Region labeling items →

────────────────

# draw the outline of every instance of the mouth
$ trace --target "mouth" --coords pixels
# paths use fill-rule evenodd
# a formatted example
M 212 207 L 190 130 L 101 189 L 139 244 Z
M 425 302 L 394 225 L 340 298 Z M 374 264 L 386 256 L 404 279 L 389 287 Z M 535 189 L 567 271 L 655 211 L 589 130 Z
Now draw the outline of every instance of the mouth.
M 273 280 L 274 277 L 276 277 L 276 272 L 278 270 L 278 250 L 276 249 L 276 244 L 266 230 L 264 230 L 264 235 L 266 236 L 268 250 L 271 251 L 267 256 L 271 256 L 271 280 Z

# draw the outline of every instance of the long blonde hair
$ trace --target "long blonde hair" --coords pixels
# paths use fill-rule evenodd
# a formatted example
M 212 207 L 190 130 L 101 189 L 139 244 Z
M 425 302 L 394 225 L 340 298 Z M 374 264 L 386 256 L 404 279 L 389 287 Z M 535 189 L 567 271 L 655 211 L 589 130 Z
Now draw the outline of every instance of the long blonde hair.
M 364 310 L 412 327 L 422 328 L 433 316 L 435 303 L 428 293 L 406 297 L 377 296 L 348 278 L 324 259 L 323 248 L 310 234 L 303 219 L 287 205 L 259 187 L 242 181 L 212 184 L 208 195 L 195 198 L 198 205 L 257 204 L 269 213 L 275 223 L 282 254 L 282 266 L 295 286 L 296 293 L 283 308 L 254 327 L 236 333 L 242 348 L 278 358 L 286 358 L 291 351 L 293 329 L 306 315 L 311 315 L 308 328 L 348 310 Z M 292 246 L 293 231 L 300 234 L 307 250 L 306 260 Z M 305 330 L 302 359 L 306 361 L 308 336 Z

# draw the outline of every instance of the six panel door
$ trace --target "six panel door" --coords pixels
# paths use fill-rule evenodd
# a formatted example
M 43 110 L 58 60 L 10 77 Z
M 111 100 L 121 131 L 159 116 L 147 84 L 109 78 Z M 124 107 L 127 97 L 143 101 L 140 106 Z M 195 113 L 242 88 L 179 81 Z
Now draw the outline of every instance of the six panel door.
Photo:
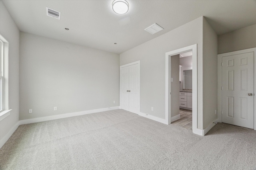
M 254 128 L 254 54 L 222 57 L 222 122 Z

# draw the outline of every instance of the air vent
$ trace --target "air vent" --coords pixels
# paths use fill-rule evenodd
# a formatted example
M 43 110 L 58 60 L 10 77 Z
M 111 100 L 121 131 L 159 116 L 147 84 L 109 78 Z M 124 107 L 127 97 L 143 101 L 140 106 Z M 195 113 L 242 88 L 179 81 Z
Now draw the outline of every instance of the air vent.
M 163 28 L 155 23 L 144 30 L 148 32 L 151 34 L 154 34 L 163 29 L 164 29 Z
M 49 17 L 60 20 L 60 12 L 46 7 L 46 15 Z

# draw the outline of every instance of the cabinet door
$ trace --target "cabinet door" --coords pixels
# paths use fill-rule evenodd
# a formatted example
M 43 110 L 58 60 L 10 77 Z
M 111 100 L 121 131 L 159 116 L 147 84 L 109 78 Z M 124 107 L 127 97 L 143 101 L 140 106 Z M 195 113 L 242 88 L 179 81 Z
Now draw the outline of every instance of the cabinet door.
M 187 107 L 192 108 L 192 96 L 187 97 Z

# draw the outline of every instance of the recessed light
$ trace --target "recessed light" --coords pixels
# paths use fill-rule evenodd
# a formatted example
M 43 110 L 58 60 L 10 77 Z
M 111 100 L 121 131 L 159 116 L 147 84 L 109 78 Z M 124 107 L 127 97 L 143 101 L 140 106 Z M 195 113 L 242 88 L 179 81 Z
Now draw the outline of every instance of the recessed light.
M 129 4 L 125 0 L 115 0 L 112 3 L 113 10 L 118 14 L 124 14 L 129 10 Z

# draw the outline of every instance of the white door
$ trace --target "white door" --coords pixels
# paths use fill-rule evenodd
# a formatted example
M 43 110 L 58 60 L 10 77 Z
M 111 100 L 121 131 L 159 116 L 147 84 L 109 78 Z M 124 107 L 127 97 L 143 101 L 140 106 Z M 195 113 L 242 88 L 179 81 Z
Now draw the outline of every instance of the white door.
M 139 64 L 120 68 L 121 108 L 135 113 L 140 112 Z
M 254 128 L 254 54 L 222 58 L 222 122 Z
M 120 70 L 121 108 L 129 111 L 129 67 Z

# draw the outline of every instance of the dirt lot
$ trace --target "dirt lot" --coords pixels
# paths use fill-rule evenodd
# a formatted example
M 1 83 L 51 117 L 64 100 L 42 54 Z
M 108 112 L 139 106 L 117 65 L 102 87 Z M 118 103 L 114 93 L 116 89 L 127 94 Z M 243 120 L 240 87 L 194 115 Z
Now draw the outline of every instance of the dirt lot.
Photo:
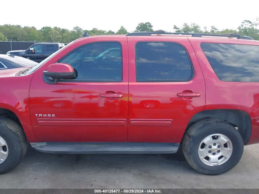
M 259 188 L 259 144 L 245 146 L 234 169 L 208 176 L 174 154 L 62 154 L 30 148 L 14 170 L 0 175 L 7 188 Z

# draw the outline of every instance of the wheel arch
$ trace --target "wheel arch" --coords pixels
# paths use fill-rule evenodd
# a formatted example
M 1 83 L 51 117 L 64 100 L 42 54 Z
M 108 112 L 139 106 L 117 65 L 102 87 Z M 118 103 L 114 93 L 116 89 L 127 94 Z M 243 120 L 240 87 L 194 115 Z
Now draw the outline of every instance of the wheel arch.
M 244 111 L 235 109 L 212 109 L 200 111 L 190 120 L 185 132 L 193 124 L 206 118 L 218 119 L 227 121 L 236 127 L 243 138 L 244 144 L 248 142 L 251 133 L 251 120 L 249 115 Z
M 29 116 L 29 120 L 22 119 L 23 116 L 26 116 L 21 115 L 15 107 L 6 104 L 0 103 L 0 117 L 7 117 L 18 124 L 24 131 L 29 142 L 38 142 L 39 140 L 32 130 Z

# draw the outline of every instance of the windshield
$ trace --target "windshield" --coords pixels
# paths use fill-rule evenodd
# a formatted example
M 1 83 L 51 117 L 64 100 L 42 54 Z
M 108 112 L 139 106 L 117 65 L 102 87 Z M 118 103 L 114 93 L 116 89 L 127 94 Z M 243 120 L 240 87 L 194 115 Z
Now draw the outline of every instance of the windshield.
M 62 47 L 61 49 L 60 49 L 59 50 L 58 50 L 56 52 L 54 52 L 54 53 L 52 54 L 50 56 L 46 58 L 45 59 L 44 59 L 44 60 L 42 61 L 40 63 L 38 64 L 37 65 L 36 65 L 35 67 L 33 67 L 31 69 L 30 69 L 30 70 L 26 72 L 25 73 L 25 75 L 28 75 L 28 74 L 30 74 L 32 73 L 32 72 L 34 72 L 37 69 L 40 67 L 42 65 L 43 65 L 44 63 L 45 63 L 45 62 L 46 62 L 46 61 L 48 61 L 49 59 L 50 59 L 51 58 L 52 58 L 52 57 L 53 56 L 54 56 L 54 55 L 55 55 L 57 53 L 59 52 L 60 51 L 62 51 L 62 50 L 63 49 L 65 48 L 67 46 L 68 46 L 69 45 L 70 45 L 70 44 L 71 44 L 73 43 L 74 42 L 74 41 L 72 41 L 72 42 L 70 42 L 69 44 L 67 44 L 65 46 L 63 47 Z

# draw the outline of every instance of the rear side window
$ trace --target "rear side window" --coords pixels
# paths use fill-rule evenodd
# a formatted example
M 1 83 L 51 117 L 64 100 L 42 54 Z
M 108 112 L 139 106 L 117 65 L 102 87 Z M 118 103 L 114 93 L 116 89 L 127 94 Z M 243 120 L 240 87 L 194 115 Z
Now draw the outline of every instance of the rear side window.
M 187 53 L 178 44 L 139 42 L 135 50 L 137 82 L 186 82 L 192 76 L 193 71 Z
M 46 52 L 53 53 L 55 52 L 55 45 L 54 44 L 46 45 Z
M 221 80 L 259 82 L 259 46 L 203 43 L 200 47 Z
M 7 68 L 4 65 L 3 63 L 0 61 L 0 69 L 6 69 Z

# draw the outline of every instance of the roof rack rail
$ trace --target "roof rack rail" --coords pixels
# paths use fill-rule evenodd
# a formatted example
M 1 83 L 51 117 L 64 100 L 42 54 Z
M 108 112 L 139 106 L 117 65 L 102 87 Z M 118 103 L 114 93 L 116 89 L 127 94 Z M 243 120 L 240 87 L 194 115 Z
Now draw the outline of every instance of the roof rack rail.
M 227 34 L 203 34 L 200 33 L 185 33 L 181 32 L 167 32 L 164 30 L 159 30 L 154 32 L 138 32 L 128 33 L 126 36 L 151 36 L 152 34 L 175 34 L 179 35 L 191 35 L 194 37 L 202 37 L 202 36 L 221 36 L 224 37 L 232 37 L 236 38 L 237 39 L 244 39 L 246 40 L 253 40 L 250 36 L 242 36 L 237 33 L 228 33 Z

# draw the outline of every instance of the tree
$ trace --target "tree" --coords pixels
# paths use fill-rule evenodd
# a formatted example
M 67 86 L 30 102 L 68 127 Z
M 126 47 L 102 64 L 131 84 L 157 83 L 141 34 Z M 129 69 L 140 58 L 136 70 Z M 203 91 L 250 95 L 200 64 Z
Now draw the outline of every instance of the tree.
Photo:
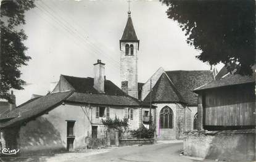
M 30 57 L 23 41 L 27 37 L 19 25 L 25 24 L 25 12 L 35 7 L 34 1 L 2 1 L 1 6 L 0 94 L 6 97 L 11 88 L 22 89 L 25 81 L 20 79 L 19 68 L 27 65 Z
M 168 17 L 185 31 L 187 43 L 201 51 L 196 57 L 210 65 L 236 63 L 251 74 L 255 59 L 254 0 L 163 0 Z

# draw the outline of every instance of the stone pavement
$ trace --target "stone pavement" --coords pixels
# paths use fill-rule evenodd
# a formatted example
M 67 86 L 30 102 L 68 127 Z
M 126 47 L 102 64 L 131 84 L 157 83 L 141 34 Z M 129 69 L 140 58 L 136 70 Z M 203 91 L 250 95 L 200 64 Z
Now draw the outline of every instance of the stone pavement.
M 49 155 L 4 158 L 2 161 L 86 162 L 86 161 L 215 161 L 180 155 L 182 140 L 159 140 L 154 145 L 125 146 Z M 0 160 L 0 161 L 1 161 Z

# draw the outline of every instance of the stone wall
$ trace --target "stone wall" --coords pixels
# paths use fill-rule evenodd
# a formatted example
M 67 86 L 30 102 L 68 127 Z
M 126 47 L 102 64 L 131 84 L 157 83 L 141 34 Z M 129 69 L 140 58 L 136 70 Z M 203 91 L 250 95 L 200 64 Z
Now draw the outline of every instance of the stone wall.
M 176 124 L 176 106 L 175 103 L 157 103 L 154 104 L 156 108 L 156 129 L 158 139 L 176 139 L 176 131 L 177 130 Z M 173 121 L 172 129 L 160 129 L 159 117 L 160 111 L 165 106 L 169 107 L 173 112 Z
M 162 74 L 165 73 L 162 68 L 159 68 L 153 75 L 143 84 L 142 91 L 141 92 L 141 100 L 143 100 L 150 92 L 151 79 L 152 81 L 152 88 L 154 87 Z
M 75 121 L 73 148 L 86 147 L 90 125 L 80 106 L 61 105 L 27 123 L 19 133 L 21 152 L 58 151 L 67 148 L 66 120 Z
M 125 44 L 133 44 L 133 55 L 125 55 Z M 138 99 L 138 43 L 121 43 L 121 81 L 128 81 L 128 94 Z
M 191 131 L 184 134 L 186 155 L 231 161 L 255 158 L 255 130 Z
M 183 132 L 192 130 L 193 119 L 197 112 L 196 107 L 188 107 L 180 103 L 156 103 L 156 129 L 158 139 L 182 139 Z M 160 111 L 164 107 L 169 107 L 173 112 L 173 127 L 172 129 L 160 129 Z

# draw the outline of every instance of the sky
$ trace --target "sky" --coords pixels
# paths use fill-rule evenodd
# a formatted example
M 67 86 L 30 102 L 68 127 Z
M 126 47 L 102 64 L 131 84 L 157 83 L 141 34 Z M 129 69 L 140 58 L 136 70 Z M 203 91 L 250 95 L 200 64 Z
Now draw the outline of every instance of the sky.
M 27 84 L 14 91 L 17 105 L 33 94 L 45 95 L 61 74 L 93 77 L 97 59 L 105 63 L 107 79 L 120 86 L 119 40 L 128 18 L 126 0 L 36 0 L 35 4 L 20 26 L 28 36 L 24 43 L 32 59 L 20 69 Z M 196 58 L 200 51 L 186 44 L 178 23 L 168 18 L 167 6 L 159 1 L 134 0 L 130 9 L 140 41 L 139 82 L 160 67 L 210 70 Z

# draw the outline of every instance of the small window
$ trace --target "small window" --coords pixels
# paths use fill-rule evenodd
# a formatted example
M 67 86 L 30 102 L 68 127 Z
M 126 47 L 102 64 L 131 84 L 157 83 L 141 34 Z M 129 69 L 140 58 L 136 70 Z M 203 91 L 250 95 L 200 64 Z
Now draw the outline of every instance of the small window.
M 125 44 L 125 55 L 129 54 L 129 44 Z
M 105 117 L 105 107 L 99 107 L 99 117 Z
M 147 110 L 144 111 L 144 116 L 145 117 L 149 116 L 149 111 Z
M 173 111 L 168 107 L 160 111 L 160 128 L 173 128 Z
M 125 108 L 125 109 L 123 110 L 123 118 L 125 119 L 128 119 L 129 118 L 128 111 L 129 111 L 128 108 Z
M 197 129 L 197 113 L 194 116 L 193 129 Z
M 130 46 L 131 47 L 131 55 L 133 55 L 133 44 Z
M 125 108 L 123 111 L 125 119 L 133 119 L 133 108 Z
M 96 107 L 96 118 L 99 117 L 99 107 Z
M 129 110 L 130 110 L 129 111 L 130 112 L 129 118 L 130 119 L 133 119 L 133 108 L 130 108 Z
M 107 118 L 109 118 L 109 107 L 107 107 Z
M 67 136 L 74 136 L 75 121 L 67 121 Z

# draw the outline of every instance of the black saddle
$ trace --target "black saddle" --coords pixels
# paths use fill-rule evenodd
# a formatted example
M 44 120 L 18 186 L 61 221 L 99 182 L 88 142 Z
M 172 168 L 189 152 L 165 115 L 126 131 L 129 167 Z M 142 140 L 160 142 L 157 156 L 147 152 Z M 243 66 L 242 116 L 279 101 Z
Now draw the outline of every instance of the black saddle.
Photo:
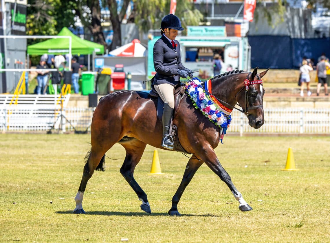
M 136 92 L 141 98 L 157 100 L 157 117 L 161 121 L 163 117 L 164 102 L 159 97 L 157 92 L 153 87 L 153 85 L 151 85 L 151 89 L 149 92 L 140 91 L 137 91 Z M 173 150 L 187 154 L 190 154 L 190 153 L 186 151 L 181 146 L 178 136 L 178 127 L 173 123 L 173 118 L 175 117 L 175 115 L 176 115 L 178 109 L 180 105 L 180 102 L 184 96 L 184 89 L 182 84 L 179 84 L 174 87 L 174 109 L 173 112 L 173 117 L 170 127 L 169 134 L 172 135 L 172 137 L 173 138 L 173 143 L 174 145 Z

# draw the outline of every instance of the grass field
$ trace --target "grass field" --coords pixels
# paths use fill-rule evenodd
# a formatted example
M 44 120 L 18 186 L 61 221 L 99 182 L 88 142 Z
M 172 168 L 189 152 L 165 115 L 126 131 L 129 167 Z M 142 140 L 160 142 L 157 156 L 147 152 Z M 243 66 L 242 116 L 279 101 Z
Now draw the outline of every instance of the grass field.
M 203 165 L 170 217 L 172 197 L 188 159 L 158 150 L 162 172 L 147 175 L 148 146 L 135 178 L 152 213 L 119 170 L 124 151 L 107 154 L 106 170 L 89 180 L 83 206 L 72 213 L 90 135 L 1 135 L 0 242 L 330 242 L 330 137 L 251 137 L 229 134 L 216 150 L 245 200 L 241 212 L 227 186 Z M 283 171 L 288 149 L 298 171 Z

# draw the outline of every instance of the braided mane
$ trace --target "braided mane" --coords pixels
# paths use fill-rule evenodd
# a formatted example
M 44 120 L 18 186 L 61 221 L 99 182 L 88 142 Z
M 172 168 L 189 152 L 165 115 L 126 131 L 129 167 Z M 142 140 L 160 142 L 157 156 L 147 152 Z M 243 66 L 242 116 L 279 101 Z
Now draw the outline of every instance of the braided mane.
M 224 76 L 227 76 L 229 75 L 230 74 L 237 74 L 237 73 L 240 73 L 244 72 L 245 72 L 243 70 L 233 70 L 232 71 L 230 71 L 229 72 L 227 72 L 227 73 L 224 73 L 222 74 L 220 74 L 219 75 L 216 75 L 215 76 L 211 78 L 211 81 L 213 81 L 213 79 L 214 78 L 218 78 L 221 77 L 223 77 Z

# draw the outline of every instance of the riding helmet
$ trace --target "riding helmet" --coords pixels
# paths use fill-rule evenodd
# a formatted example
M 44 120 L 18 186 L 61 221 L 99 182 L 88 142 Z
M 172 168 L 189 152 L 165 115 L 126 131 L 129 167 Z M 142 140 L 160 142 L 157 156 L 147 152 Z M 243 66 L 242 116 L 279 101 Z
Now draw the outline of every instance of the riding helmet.
M 184 29 L 181 25 L 180 19 L 173 14 L 166 15 L 162 19 L 160 28 L 163 30 L 165 28 L 177 30 L 183 30 Z

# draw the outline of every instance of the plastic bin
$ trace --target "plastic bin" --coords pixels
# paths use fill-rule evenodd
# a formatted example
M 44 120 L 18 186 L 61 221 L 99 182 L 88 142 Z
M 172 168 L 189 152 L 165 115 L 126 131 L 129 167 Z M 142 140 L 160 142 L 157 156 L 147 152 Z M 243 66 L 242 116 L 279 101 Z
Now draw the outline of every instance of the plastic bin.
M 93 72 L 82 73 L 82 94 L 88 95 L 94 93 L 95 74 Z
M 99 95 L 105 95 L 110 93 L 110 76 L 101 73 L 97 75 L 98 91 Z

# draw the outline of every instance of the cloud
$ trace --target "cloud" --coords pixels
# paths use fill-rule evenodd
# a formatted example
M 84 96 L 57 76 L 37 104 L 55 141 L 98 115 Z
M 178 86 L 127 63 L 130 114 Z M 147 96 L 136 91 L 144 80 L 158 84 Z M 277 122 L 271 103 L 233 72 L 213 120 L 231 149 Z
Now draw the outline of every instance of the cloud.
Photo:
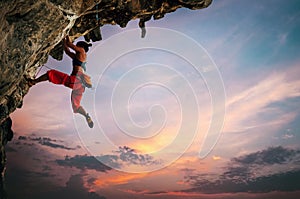
M 244 132 L 261 126 L 279 126 L 291 122 L 296 112 L 284 112 L 277 102 L 300 96 L 300 81 L 293 77 L 291 67 L 260 80 L 257 84 L 228 97 L 225 132 Z M 276 87 L 274 87 L 276 85 Z
M 51 147 L 51 148 L 58 148 L 58 149 L 65 149 L 65 150 L 76 150 L 78 148 L 81 148 L 80 146 L 71 148 L 71 147 L 64 146 L 62 144 L 57 144 L 55 142 L 63 142 L 63 141 L 58 141 L 58 140 L 55 140 L 55 139 L 51 139 L 49 137 L 19 136 L 18 140 L 19 141 L 25 141 L 25 142 L 26 141 L 33 141 L 33 142 L 37 142 L 38 144 L 43 145 L 43 146 L 48 146 L 48 147 Z
M 200 193 L 299 191 L 300 169 L 297 165 L 296 167 L 291 165 L 297 163 L 299 157 L 300 150 L 281 146 L 239 156 L 231 159 L 224 172 L 216 175 L 215 179 L 211 178 L 211 174 L 187 174 L 185 181 L 193 188 L 184 191 Z M 280 165 L 290 169 L 277 171 Z M 273 172 L 268 172 L 270 170 Z
M 100 172 L 111 170 L 110 167 L 98 161 L 94 156 L 76 155 L 74 157 L 65 157 L 64 160 L 56 160 L 57 164 L 66 167 L 76 167 L 81 170 L 93 169 Z
M 96 171 L 106 172 L 111 168 L 121 168 L 123 165 L 142 165 L 148 166 L 160 164 L 160 161 L 154 160 L 148 154 L 138 154 L 134 149 L 123 146 L 113 154 L 101 156 L 76 155 L 74 157 L 65 157 L 64 160 L 56 160 L 61 166 L 76 167 L 78 169 L 94 169 Z
M 283 164 L 293 160 L 300 154 L 299 150 L 286 149 L 282 146 L 270 147 L 266 150 L 251 153 L 245 156 L 233 158 L 232 162 L 242 165 L 273 165 Z

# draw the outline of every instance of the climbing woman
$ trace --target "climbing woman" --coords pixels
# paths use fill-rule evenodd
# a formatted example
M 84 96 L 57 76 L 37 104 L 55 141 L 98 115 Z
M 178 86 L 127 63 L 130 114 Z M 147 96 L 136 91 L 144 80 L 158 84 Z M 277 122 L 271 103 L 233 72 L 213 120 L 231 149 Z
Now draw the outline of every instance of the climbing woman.
M 62 84 L 72 89 L 71 102 L 74 113 L 83 115 L 90 128 L 93 128 L 94 123 L 89 114 L 80 105 L 80 101 L 85 91 L 85 87 L 91 88 L 91 79 L 84 72 L 86 71 L 86 53 L 92 44 L 85 41 L 79 41 L 74 45 L 69 36 L 63 40 L 64 51 L 73 60 L 73 70 L 71 75 L 67 75 L 57 70 L 49 70 L 37 79 L 28 79 L 29 86 L 33 86 L 39 82 L 50 81 L 54 84 Z M 71 52 L 70 48 L 75 51 Z

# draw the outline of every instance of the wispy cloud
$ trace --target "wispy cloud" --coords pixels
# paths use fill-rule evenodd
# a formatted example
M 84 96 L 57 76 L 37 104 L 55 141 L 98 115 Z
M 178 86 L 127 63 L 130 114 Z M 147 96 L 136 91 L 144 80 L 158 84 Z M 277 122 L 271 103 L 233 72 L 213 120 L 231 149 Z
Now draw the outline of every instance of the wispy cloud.
M 200 193 L 236 193 L 300 190 L 300 170 L 290 168 L 276 171 L 277 165 L 296 164 L 300 150 L 271 147 L 244 156 L 233 158 L 222 174 L 212 180 L 207 174 L 189 174 L 186 182 L 193 188 L 185 192 Z M 270 171 L 273 168 L 273 172 Z M 263 171 L 263 172 L 262 172 Z M 284 182 L 284 183 L 282 183 Z
M 257 126 L 290 122 L 295 112 L 284 113 L 280 107 L 270 107 L 275 102 L 300 96 L 300 80 L 291 80 L 288 75 L 284 72 L 273 73 L 256 85 L 229 97 L 224 131 L 245 131 Z M 266 120 L 263 114 L 273 117 Z

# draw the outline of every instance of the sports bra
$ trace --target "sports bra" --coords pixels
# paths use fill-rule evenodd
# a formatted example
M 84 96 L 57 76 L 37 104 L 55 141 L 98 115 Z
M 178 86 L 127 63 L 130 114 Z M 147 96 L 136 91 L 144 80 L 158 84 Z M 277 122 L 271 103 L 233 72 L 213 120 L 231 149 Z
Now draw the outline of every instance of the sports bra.
M 79 61 L 77 58 L 73 59 L 73 66 L 80 66 L 84 71 L 86 71 L 86 62 Z

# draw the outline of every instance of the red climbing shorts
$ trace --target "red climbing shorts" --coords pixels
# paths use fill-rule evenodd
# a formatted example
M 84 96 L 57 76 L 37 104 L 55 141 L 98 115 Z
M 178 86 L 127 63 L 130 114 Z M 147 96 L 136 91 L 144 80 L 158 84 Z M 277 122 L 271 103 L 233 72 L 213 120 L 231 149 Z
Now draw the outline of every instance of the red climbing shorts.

────────────────

EXERCISE PROMPT → Give the lines of the material that begin with the line containing "# draw the outline of every instance of the windshield" and end with the line containing "M 7 68 L 4 65 L 3 63 L 0 61 L 0 69 L 6 69 Z", both included, as a JSON list of strings with one string per line and blank lines left out.

THE RESPONSE →
[
  "# draw the outline of every instance of the windshield",
  "$ trace --target \"windshield\" --coords pixels",
  "# paths use fill-rule evenodd",
  "# a formatted example",
  "M 1 83 L 51 117 L 64 100 L 42 54 Z",
  "M 108 112 L 139 106 L 117 65 L 102 87 Z M 118 103 L 114 93 L 116 89 L 127 94 Z M 243 120 L 240 87 L 194 115 Z",
  "Now draw the outline of every instance of the windshield.",
  "M 62 47 L 61 49 L 60 49 L 59 50 L 58 50 L 56 52 L 54 52 L 54 53 L 52 54 L 50 56 L 46 58 L 45 59 L 44 59 L 44 60 L 42 61 L 40 63 L 38 64 L 37 65 L 36 65 L 35 67 L 33 67 L 31 69 L 30 69 L 30 70 L 26 72 L 25 73 L 25 75 L 28 75 L 28 74 L 30 74 L 32 73 L 32 72 L 34 72 L 37 69 L 40 67 L 42 65 L 43 65 L 44 63 L 45 63 L 45 62 L 46 62 L 46 61 L 48 61 L 49 59 L 50 59 L 51 58 L 52 58 L 52 57 L 53 56 L 54 56 L 54 55 L 55 55 L 57 53 L 59 52 L 60 51 L 62 51 L 62 50 L 63 49 L 65 48 L 67 46 L 68 46 L 69 45 L 70 45 L 70 44 L 71 44 L 73 43 L 74 42 L 74 41 L 72 41 L 72 42 L 70 42 L 69 44 L 67 44 L 65 46 L 63 47 Z",
  "# draw the outline of every instance of the rear side window",
  "$ trace --target \"rear side window\" --coords pixels",
  "# paths use fill-rule evenodd",
  "# a formatted example",
  "M 1 83 L 51 117 L 64 100 L 42 54 Z",
  "M 108 112 L 139 106 L 117 65 L 102 87 Z M 118 103 L 114 93 L 116 89 L 127 94 Z M 243 120 L 240 87 L 194 115 Z",
  "Now draw the outline of every instance of the rear side window.",
  "M 187 53 L 178 44 L 139 42 L 135 50 L 137 82 L 186 82 L 192 76 L 193 71 Z",
  "M 46 52 L 53 53 L 55 52 L 55 45 L 54 44 L 46 45 Z",
  "M 221 80 L 259 82 L 259 46 L 203 43 L 200 47 Z",
  "M 7 68 L 4 65 L 3 63 L 0 61 L 0 69 L 6 69 Z"
]